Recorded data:
------------------------

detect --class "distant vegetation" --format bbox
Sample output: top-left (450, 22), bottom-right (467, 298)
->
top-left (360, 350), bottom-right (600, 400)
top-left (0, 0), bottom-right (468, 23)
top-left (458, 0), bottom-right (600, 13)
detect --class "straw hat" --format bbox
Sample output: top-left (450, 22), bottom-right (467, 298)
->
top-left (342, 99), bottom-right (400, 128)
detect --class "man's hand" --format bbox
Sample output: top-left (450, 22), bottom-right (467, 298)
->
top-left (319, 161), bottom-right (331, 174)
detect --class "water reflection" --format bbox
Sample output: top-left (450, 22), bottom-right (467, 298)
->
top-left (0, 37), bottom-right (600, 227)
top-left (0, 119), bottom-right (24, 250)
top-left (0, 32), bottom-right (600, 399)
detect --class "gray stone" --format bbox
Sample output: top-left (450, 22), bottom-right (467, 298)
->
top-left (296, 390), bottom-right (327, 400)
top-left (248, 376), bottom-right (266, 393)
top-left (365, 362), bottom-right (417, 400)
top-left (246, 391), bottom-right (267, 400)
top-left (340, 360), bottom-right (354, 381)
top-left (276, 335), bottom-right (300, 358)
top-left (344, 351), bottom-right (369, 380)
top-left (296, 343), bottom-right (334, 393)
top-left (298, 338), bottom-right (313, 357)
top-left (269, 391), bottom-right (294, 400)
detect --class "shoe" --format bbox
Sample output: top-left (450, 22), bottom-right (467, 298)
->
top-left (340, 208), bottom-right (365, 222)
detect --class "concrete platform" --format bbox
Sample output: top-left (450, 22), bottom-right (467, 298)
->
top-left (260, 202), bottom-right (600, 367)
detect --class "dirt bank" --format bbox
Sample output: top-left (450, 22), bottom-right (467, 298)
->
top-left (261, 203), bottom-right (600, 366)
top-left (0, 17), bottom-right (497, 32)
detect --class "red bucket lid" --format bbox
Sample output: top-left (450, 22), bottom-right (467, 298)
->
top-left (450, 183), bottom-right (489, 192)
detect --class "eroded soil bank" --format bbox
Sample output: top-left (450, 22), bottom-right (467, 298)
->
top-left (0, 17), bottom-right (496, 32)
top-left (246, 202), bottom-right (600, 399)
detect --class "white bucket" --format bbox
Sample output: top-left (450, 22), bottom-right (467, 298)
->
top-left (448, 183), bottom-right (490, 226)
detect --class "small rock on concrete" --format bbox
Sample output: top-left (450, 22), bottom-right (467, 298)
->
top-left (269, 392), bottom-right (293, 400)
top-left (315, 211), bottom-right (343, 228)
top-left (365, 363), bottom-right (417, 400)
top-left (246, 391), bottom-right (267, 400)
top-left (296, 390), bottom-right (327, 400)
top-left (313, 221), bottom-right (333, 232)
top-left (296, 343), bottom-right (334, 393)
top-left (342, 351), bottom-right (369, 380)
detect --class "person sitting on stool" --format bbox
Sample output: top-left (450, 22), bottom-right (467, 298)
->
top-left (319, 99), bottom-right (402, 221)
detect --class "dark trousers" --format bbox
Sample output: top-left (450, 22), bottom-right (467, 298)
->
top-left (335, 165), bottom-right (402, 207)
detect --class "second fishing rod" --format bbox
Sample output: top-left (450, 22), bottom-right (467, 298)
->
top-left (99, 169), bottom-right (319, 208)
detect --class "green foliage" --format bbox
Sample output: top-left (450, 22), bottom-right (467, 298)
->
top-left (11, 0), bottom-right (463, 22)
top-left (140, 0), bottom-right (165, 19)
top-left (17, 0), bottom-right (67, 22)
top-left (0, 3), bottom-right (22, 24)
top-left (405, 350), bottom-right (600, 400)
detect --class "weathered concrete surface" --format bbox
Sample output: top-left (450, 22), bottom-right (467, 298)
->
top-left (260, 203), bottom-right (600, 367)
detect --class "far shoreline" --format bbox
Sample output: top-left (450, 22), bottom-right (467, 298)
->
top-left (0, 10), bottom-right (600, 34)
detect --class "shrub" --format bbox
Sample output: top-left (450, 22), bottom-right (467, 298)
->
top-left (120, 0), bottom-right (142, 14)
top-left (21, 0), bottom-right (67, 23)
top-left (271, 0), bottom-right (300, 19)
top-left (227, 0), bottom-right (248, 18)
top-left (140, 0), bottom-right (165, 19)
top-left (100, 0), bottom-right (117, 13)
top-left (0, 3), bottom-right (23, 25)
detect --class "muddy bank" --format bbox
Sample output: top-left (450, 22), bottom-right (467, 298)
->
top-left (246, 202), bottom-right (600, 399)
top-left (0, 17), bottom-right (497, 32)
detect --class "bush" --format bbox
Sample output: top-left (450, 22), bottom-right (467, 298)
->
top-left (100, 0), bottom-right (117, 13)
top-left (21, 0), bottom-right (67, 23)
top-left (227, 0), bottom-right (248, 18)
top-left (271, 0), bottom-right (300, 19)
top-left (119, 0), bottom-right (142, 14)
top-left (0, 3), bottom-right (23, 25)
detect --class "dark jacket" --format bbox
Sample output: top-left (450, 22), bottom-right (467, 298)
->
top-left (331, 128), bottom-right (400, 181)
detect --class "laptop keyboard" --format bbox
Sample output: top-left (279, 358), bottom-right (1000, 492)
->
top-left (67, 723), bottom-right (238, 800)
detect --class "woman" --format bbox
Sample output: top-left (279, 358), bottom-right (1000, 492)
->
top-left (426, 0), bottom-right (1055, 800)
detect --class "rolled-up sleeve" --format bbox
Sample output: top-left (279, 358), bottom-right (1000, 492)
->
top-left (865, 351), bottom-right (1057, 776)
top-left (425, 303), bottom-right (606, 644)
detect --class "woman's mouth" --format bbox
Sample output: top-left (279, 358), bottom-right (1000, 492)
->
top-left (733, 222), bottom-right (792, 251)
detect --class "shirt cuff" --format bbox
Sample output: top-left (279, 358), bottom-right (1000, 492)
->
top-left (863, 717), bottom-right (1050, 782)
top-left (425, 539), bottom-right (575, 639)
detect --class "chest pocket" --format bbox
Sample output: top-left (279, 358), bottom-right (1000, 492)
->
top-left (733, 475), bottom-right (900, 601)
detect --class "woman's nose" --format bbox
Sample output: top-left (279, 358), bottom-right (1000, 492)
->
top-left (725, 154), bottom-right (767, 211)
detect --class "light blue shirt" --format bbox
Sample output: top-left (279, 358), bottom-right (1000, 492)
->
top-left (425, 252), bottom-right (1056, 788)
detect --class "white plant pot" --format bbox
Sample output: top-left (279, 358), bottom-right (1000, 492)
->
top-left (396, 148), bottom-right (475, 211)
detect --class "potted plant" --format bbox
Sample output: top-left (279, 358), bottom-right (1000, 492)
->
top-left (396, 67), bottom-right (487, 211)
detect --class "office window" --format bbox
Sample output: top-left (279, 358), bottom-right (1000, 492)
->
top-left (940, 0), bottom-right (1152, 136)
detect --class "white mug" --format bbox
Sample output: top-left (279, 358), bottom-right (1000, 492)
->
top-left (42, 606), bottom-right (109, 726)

------------------------

» Objective: Copy every line of the listing above word for word, without changes.

» Exercise result:
detect --class "distant vegetation" --format bbox
Sample output: top-left (450, 22), bottom-right (467, 298)
->
top-left (360, 350), bottom-right (600, 400)
top-left (0, 0), bottom-right (468, 23)
top-left (458, 0), bottom-right (600, 13)
detect --class "straw hat" --format bbox
Sample output: top-left (450, 22), bottom-right (467, 298)
->
top-left (342, 99), bottom-right (400, 128)
detect --class "man's hand" --format bbox
Sample output: top-left (450, 22), bottom-right (467, 298)
->
top-left (319, 161), bottom-right (331, 174)
detect --class "water reflection" --format bbox
Sample output: top-left (450, 22), bottom-right (467, 298)
->
top-left (0, 37), bottom-right (600, 227)
top-left (0, 119), bottom-right (24, 250)
top-left (0, 32), bottom-right (600, 399)
detect --class "gray stone" --format bbox
Sample output: top-left (450, 22), bottom-right (467, 298)
->
top-left (296, 390), bottom-right (327, 400)
top-left (248, 376), bottom-right (266, 393)
top-left (365, 362), bottom-right (417, 400)
top-left (246, 391), bottom-right (267, 400)
top-left (340, 360), bottom-right (354, 381)
top-left (276, 335), bottom-right (300, 358)
top-left (344, 351), bottom-right (369, 380)
top-left (296, 343), bottom-right (334, 393)
top-left (298, 338), bottom-right (313, 357)
top-left (269, 391), bottom-right (294, 400)
detect --class "shoe" --format bbox
Sample output: top-left (450, 22), bottom-right (467, 298)
->
top-left (340, 208), bottom-right (365, 222)
detect --class "concrete platform" --format bbox
Sample output: top-left (450, 22), bottom-right (467, 298)
->
top-left (260, 202), bottom-right (600, 367)
detect --class "dirt bank" --format bbox
Sample output: top-left (450, 22), bottom-right (467, 298)
->
top-left (261, 203), bottom-right (600, 366)
top-left (0, 17), bottom-right (497, 32)
detect --class "red bucket lid" --format bbox
Sample output: top-left (450, 22), bottom-right (467, 298)
->
top-left (450, 183), bottom-right (489, 192)
detect --class "eroded soil bank" --format bbox
Sample output: top-left (450, 22), bottom-right (467, 298)
->
top-left (0, 17), bottom-right (496, 32)
top-left (246, 202), bottom-right (600, 399)
detect --class "white bucket" --format bbox
Sample output: top-left (450, 22), bottom-right (467, 298)
->
top-left (448, 183), bottom-right (490, 226)
detect --class "small rock on concrete" --format bbox
Sample output: top-left (450, 22), bottom-right (467, 298)
->
top-left (269, 392), bottom-right (293, 400)
top-left (315, 211), bottom-right (343, 228)
top-left (365, 363), bottom-right (417, 400)
top-left (246, 391), bottom-right (267, 400)
top-left (296, 390), bottom-right (327, 400)
top-left (313, 221), bottom-right (333, 232)
top-left (296, 343), bottom-right (334, 393)
top-left (342, 351), bottom-right (369, 380)
detect --class "person sitting on stool" --format bbox
Sample output: top-left (450, 22), bottom-right (467, 298)
->
top-left (319, 99), bottom-right (402, 221)
detect --class "dark trousers" --format bbox
Sample output: top-left (450, 22), bottom-right (467, 298)
->
top-left (335, 165), bottom-right (402, 207)
detect --class "second fishing rod" --format bbox
Sample output: top-left (450, 22), bottom-right (467, 298)
->
top-left (99, 169), bottom-right (319, 208)
detect --class "green foliage" --format bbox
Sample output: top-left (450, 22), bottom-right (467, 298)
->
top-left (11, 0), bottom-right (463, 22)
top-left (140, 0), bottom-right (165, 19)
top-left (17, 0), bottom-right (67, 22)
top-left (0, 3), bottom-right (22, 24)
top-left (405, 350), bottom-right (600, 400)
detect --class "weathered concrete surface" --format bbox
Sample output: top-left (450, 22), bottom-right (467, 298)
->
top-left (260, 203), bottom-right (600, 367)
detect --class "far shoreline" --format bbox
Sample output: top-left (450, 22), bottom-right (467, 298)
->
top-left (0, 10), bottom-right (600, 34)
detect --class "shrub" --format bbox
Sample output: top-left (450, 22), bottom-right (467, 298)
->
top-left (120, 0), bottom-right (142, 14)
top-left (21, 0), bottom-right (67, 23)
top-left (271, 0), bottom-right (300, 19)
top-left (227, 0), bottom-right (248, 18)
top-left (140, 0), bottom-right (165, 19)
top-left (100, 0), bottom-right (117, 13)
top-left (0, 3), bottom-right (23, 25)
detect --class "muddy bank" --format bbox
Sample output: top-left (450, 22), bottom-right (467, 298)
->
top-left (246, 202), bottom-right (600, 399)
top-left (0, 17), bottom-right (497, 32)
detect --class "bush" --format bbox
Sample output: top-left (450, 22), bottom-right (467, 298)
->
top-left (100, 0), bottom-right (117, 13)
top-left (21, 0), bottom-right (67, 23)
top-left (227, 0), bottom-right (248, 18)
top-left (271, 0), bottom-right (300, 19)
top-left (119, 0), bottom-right (142, 14)
top-left (0, 3), bottom-right (23, 25)
detect --class "dark jacket" --format bbox
Sample output: top-left (450, 22), bottom-right (467, 298)
->
top-left (331, 128), bottom-right (400, 181)
detect --class "laptop keyboard" --format bbox
Sample output: top-left (279, 358), bottom-right (1000, 492)
->
top-left (67, 723), bottom-right (238, 800)
detect --class "woman" --format bbox
Sample output: top-left (279, 358), bottom-right (1000, 492)
->
top-left (426, 0), bottom-right (1055, 800)
detect --class "rolled-up sleeve" --format bbox
Sample output: top-left (279, 358), bottom-right (1000, 492)
->
top-left (865, 351), bottom-right (1057, 776)
top-left (425, 303), bottom-right (606, 644)
detect --class "woman's mouth" --format bbox
Sample output: top-left (279, 358), bottom-right (1000, 492)
->
top-left (733, 222), bottom-right (792, 251)
detect --class "shirt cuff" --format bbox
Sample output: top-left (279, 358), bottom-right (1000, 492)
->
top-left (863, 717), bottom-right (1050, 782)
top-left (425, 539), bottom-right (575, 639)
detect --class "chest pocket" --format bbox
Sample output: top-left (279, 358), bottom-right (1000, 492)
->
top-left (733, 475), bottom-right (900, 601)
detect --class "woman's nose" --format bbox
Sample output: top-left (279, 358), bottom-right (1000, 492)
->
top-left (725, 154), bottom-right (767, 211)
detect --class "light blue shirt" --format bbox
Sample output: top-left (279, 358), bottom-right (1000, 492)
->
top-left (425, 252), bottom-right (1056, 788)
detect --class "white plant pot" --format bbox
Sample output: top-left (279, 358), bottom-right (1000, 492)
->
top-left (396, 148), bottom-right (475, 211)
detect --class "potted plant" --format bbox
Sample output: top-left (279, 358), bottom-right (1000, 492)
->
top-left (396, 67), bottom-right (487, 211)
detect --class "office window" --format bbox
Sample output: top-left (279, 358), bottom-right (1000, 492)
->
top-left (940, 0), bottom-right (1152, 136)
detect --class "white mug" --format bbox
Sample output: top-left (279, 358), bottom-right (1000, 492)
->
top-left (42, 606), bottom-right (109, 726)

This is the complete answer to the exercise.